THE EXERCISE —
Please repeat the records below line for line, without changing anything.

★ ★ ★ ★ ★

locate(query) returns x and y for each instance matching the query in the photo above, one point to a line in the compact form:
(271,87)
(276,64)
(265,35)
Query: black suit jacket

★ ★ ★ ★ ★

COMPLETE ANSWER —
locate(query) returns x and y for each instance matching the query in the photo above, one point to a line in the compact form:
(271,87)
(276,64)
(265,35)
Query: black suit jacket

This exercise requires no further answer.